═════ EXTRACTED MATERIAL ═════

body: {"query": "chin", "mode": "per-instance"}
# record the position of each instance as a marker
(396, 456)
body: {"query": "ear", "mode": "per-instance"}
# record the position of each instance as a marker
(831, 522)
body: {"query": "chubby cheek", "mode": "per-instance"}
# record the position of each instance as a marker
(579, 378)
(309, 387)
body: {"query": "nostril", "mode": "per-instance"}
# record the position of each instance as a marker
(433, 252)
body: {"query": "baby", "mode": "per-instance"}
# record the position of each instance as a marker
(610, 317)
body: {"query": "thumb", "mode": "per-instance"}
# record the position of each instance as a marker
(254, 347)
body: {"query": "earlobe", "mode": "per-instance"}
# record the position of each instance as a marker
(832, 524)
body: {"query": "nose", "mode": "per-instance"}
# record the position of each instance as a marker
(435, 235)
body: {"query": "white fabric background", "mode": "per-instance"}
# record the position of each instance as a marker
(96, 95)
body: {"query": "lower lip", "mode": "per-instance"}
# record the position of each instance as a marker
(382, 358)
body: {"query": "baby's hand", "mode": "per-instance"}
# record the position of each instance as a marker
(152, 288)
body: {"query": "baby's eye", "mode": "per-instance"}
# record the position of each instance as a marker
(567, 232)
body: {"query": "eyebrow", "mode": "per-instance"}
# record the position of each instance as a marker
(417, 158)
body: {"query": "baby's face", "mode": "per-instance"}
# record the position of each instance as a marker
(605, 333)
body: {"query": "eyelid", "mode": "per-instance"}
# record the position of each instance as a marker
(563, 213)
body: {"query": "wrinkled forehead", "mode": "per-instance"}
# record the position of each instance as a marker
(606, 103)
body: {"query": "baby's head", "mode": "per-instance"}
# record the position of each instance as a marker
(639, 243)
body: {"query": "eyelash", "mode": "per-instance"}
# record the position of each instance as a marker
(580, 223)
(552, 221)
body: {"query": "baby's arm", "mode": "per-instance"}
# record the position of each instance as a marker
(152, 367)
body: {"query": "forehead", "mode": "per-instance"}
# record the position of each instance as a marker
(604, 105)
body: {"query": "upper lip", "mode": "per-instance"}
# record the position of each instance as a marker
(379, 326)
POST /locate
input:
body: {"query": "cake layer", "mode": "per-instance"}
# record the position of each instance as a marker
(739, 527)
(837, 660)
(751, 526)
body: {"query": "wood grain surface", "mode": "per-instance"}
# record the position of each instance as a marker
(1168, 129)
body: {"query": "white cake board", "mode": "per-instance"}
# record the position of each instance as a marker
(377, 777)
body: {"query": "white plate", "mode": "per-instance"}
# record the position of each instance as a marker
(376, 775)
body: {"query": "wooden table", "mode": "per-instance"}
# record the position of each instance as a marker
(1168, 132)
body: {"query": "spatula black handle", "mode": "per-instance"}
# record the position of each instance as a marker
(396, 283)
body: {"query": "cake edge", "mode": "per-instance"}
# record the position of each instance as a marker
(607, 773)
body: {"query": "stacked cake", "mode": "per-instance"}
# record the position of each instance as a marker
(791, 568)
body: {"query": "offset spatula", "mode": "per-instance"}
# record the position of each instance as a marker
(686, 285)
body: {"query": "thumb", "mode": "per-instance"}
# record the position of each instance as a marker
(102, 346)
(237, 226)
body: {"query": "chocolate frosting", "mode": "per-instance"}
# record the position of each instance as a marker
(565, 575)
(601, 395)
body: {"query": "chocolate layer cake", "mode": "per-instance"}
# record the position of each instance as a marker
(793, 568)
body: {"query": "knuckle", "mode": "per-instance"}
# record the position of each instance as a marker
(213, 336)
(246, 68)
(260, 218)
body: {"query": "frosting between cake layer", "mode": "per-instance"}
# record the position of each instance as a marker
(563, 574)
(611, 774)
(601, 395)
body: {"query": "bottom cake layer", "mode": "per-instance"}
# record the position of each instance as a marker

═════

▶ [TASK STATEMENT] Each line above that contains "white" must be copied out.

▶ [REPLY TO THE EXERCISE]
body: {"query": "white fabric background", "mode": "per-instance"}
body: {"query": "white cake board", "mode": "per-instance"}
body: {"query": "white plate", "mode": "per-instance"}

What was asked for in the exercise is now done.